Text

6. General Information

Topic Proposal Format, Length, and Style

The Proposal should be submitted in double spaced, 12-point, Times New Roman or similar font with standard margins. Citation throughout the Proposal should comprise footnotes or endnotes presented according to the guidelines provided in Turabian or Wingell and Herzog (see Selected Resources, below). Any source referred to in the Topic Proposal must be cited in the body of the proposal itself as well as in the Bibliography. All musical examples or imported images should be reproduced in high quality scans (300 dpi or higher). The Topic Proposal as a whole should consist of 10-15 single-sided pages (excluding bibliography, musical examples, pictures and appendices.) Do not exceed 15 pages. The Topic Proposal should demonstrate your familiarity with and capability of producing scholarly prose in English. Its tone should be impersonal and unbiased. Its grammar and syntax should be free from error, and its overall structure should be clear and easy to follow. A highly recommended method of editing is to read the Proposal aloud to yourself or to another person. For detailed accounts of effective prose style, consider Strunk and White, Wingell, and Wingell and Herzog (see Selected Resources, below).

Important: • In order to avoid plagiarism, make sure to include a source citation for every borrowed idea and every piece of information that you use; • Footnotes and bibliographic entries must be formatted according to Turabian "N" and "B" guidelines, including line spacing, paragraph identation, and separation.

Supplied records
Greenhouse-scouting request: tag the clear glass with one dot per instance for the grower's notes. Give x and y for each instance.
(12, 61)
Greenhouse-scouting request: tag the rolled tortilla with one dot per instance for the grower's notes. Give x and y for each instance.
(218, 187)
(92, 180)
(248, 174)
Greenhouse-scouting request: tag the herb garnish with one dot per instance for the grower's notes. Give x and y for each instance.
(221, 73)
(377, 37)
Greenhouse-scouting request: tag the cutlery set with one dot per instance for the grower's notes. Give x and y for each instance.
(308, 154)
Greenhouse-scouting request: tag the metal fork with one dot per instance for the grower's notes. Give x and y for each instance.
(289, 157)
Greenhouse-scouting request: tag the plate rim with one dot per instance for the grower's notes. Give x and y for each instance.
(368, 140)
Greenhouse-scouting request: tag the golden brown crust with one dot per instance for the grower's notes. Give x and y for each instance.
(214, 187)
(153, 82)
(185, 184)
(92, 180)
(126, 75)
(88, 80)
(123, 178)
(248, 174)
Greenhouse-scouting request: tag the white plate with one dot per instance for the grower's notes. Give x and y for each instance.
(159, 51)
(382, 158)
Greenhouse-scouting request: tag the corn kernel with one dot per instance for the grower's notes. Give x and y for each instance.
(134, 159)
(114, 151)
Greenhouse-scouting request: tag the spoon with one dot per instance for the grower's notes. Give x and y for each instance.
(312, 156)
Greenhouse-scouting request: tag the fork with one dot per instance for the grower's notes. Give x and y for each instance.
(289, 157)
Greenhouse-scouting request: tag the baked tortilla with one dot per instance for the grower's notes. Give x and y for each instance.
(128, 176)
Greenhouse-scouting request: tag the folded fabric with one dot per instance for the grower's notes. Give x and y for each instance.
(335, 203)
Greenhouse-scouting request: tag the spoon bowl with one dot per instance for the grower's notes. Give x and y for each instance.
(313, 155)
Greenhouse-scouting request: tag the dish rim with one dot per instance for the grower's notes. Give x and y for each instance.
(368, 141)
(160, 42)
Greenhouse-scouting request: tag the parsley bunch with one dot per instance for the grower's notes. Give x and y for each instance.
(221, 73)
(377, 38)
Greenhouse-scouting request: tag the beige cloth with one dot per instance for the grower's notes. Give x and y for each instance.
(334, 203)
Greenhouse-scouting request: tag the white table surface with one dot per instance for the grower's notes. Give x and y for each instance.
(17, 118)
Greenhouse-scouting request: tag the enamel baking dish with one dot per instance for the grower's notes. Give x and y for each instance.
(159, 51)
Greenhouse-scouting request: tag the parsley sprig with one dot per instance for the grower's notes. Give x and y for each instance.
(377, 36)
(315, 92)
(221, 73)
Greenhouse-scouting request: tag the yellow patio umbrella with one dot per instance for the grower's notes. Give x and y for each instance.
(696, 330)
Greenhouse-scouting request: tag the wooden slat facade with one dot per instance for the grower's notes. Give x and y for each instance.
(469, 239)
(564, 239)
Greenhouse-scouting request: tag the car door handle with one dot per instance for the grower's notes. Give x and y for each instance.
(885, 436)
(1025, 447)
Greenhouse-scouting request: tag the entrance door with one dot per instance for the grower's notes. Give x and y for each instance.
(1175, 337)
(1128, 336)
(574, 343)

Your tasks
1. According to the proposal guidelines, what scan quality is required for musical examples or imported images?
2. Please pull out every line of the entries that contains the string "plate". Case counts.

Task solutions
1. High quality scans of 300 dpi or higher.

2.
Greenhouse-scouting request: tag the plate rim with one dot per instance for the grower's notes. Give x and y for each instance.
Greenhouse-scouting request: tag the white plate with one dot per instance for the grower's notes. Give x and y for each instance.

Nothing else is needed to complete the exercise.